The problem: Quote the stretch of records below from the line containing "Phrase -- stacked black plate" through the end of the records, including both ends, reproducing those lines verbatim.

[Data records]
══════

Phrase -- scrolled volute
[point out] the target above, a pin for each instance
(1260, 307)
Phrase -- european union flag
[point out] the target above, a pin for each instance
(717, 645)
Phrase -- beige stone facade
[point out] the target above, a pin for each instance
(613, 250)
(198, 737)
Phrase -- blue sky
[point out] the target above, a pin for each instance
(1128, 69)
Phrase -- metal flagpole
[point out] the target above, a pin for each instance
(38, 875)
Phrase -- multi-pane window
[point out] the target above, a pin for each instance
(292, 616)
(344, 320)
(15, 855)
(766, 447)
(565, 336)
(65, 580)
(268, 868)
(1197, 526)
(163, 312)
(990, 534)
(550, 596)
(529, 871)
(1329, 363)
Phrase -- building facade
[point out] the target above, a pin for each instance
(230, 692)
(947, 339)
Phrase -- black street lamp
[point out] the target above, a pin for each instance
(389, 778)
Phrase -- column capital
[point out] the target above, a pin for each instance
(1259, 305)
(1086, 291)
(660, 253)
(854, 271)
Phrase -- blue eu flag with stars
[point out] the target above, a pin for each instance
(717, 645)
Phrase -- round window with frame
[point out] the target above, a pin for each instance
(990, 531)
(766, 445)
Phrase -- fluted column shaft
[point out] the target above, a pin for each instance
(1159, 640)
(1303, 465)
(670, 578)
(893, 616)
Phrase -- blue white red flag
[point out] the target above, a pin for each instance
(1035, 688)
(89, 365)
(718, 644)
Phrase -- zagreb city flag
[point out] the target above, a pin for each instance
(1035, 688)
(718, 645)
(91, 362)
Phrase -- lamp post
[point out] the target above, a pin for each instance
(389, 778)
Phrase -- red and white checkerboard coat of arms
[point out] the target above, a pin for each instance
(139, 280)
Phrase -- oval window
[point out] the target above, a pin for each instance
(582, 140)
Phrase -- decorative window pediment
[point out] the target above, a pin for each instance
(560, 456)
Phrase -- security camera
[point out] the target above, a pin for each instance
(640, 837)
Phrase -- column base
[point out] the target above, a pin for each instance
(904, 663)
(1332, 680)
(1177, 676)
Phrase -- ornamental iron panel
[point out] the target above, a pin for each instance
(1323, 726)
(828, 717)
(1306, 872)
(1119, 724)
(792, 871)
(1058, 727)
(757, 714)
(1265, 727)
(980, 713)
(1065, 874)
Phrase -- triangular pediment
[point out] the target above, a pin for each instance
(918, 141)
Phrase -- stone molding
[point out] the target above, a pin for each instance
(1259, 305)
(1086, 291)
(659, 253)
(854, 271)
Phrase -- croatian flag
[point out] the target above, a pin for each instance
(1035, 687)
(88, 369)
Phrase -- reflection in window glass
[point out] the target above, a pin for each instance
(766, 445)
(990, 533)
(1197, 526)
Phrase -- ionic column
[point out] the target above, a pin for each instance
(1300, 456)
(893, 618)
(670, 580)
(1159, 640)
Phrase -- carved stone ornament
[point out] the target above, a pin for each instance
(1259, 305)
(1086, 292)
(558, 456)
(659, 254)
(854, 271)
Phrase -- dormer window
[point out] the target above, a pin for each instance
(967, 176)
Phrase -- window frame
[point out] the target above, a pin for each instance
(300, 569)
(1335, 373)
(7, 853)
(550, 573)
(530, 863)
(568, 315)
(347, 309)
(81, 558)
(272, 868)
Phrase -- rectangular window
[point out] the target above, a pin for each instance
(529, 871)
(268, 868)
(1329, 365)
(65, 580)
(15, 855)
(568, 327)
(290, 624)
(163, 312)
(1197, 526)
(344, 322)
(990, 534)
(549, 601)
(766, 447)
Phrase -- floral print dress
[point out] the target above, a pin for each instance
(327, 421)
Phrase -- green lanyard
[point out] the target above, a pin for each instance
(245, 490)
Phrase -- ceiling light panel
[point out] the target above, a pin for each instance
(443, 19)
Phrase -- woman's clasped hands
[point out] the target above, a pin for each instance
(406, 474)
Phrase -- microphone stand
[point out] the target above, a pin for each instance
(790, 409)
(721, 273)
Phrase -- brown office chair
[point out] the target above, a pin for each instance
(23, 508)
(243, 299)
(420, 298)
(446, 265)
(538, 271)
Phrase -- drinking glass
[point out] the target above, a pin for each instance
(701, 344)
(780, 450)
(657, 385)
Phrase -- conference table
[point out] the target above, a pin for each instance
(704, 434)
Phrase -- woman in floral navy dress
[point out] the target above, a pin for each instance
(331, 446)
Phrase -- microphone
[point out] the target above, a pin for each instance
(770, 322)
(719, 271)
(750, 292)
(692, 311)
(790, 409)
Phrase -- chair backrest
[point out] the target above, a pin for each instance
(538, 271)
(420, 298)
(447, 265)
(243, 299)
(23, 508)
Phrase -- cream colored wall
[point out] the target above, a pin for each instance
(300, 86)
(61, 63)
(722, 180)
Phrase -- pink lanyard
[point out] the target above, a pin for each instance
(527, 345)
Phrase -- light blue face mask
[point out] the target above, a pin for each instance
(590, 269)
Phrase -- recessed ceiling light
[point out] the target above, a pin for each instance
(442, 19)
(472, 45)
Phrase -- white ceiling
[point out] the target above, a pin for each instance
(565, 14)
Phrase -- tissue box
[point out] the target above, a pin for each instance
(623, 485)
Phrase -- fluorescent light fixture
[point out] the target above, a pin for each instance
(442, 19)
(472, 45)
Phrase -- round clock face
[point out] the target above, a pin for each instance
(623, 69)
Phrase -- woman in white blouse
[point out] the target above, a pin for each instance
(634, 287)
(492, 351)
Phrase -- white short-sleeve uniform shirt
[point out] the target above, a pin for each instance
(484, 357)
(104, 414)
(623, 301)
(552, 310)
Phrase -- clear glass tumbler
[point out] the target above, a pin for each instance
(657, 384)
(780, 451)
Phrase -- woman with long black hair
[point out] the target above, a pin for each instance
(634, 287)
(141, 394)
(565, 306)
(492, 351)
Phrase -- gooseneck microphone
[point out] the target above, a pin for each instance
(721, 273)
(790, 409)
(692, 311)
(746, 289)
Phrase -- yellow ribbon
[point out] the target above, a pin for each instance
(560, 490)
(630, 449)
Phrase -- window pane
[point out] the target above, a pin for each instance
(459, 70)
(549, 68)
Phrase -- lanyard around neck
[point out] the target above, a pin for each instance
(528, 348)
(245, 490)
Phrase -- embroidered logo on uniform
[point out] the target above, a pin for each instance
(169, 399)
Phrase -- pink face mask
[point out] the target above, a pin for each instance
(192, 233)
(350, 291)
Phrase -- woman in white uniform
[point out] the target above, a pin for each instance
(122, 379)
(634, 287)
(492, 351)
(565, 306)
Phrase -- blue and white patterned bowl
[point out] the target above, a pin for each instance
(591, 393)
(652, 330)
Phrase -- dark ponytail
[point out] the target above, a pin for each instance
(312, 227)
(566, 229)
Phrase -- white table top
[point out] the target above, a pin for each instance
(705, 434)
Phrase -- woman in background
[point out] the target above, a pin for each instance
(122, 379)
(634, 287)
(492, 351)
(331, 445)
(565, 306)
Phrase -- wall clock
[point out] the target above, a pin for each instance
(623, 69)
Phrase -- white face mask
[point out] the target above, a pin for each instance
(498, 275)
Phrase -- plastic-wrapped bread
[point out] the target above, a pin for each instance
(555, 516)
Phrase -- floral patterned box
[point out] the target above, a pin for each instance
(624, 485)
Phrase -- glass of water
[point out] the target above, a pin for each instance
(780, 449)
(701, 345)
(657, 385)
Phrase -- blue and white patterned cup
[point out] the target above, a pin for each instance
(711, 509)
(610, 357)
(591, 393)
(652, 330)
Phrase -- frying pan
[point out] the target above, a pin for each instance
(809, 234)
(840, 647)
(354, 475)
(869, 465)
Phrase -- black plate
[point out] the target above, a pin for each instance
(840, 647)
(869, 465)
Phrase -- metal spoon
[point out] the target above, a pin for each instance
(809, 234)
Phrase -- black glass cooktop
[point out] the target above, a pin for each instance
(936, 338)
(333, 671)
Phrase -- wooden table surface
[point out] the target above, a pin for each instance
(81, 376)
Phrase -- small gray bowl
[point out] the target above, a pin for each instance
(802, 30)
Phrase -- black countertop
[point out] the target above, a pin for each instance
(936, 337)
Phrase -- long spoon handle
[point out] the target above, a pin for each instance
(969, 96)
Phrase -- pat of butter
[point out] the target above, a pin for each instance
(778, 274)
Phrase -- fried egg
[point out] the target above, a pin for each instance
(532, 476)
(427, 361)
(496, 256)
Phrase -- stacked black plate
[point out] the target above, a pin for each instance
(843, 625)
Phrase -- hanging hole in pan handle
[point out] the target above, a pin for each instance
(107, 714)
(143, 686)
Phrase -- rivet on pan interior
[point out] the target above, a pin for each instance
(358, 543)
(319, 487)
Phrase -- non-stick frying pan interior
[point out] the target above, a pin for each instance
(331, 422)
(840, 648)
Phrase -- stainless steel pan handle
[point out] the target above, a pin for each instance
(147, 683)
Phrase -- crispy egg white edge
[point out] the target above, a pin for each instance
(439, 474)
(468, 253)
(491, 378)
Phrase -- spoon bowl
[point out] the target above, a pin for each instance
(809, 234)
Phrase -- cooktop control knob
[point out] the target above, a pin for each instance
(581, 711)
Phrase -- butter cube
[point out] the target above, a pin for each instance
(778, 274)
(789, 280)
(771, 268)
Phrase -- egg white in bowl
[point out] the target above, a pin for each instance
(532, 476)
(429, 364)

══════

Result:
Phrase -- stacked black plate
[point out] the target above, a pin for each instance
(843, 625)
Phrase -- hanging hole in pan handle
[point out] the target above, a pin for each instance
(107, 714)
(143, 686)
Phrase -- rivet on pan interior
[point out] the target above, a pin for each instance
(358, 543)
(319, 487)
Phrase -- non-stick frying pan interior
[point out] the target above, a pin for each instance
(331, 422)
(840, 648)
Phrase -- stainless steel pan handle
[point out] the target above, a pin for each instance
(147, 683)
Phrase -- crispy egg white edge
[point out] the target above, a pin for each instance
(439, 474)
(468, 253)
(491, 378)
Phrase -- spoon bowl
[point out] the target above, a pin for each instance
(809, 234)
Phrase -- cooktop control knob
[point out] the target above, a pin for each instance
(581, 711)
Phrase -- butter cube
[point out] the target above, a pin for each instance
(778, 274)
(789, 280)
(771, 268)
Phrase -- egg white in bowl
[point out] the target above, a pin for each instance
(532, 476)
(429, 364)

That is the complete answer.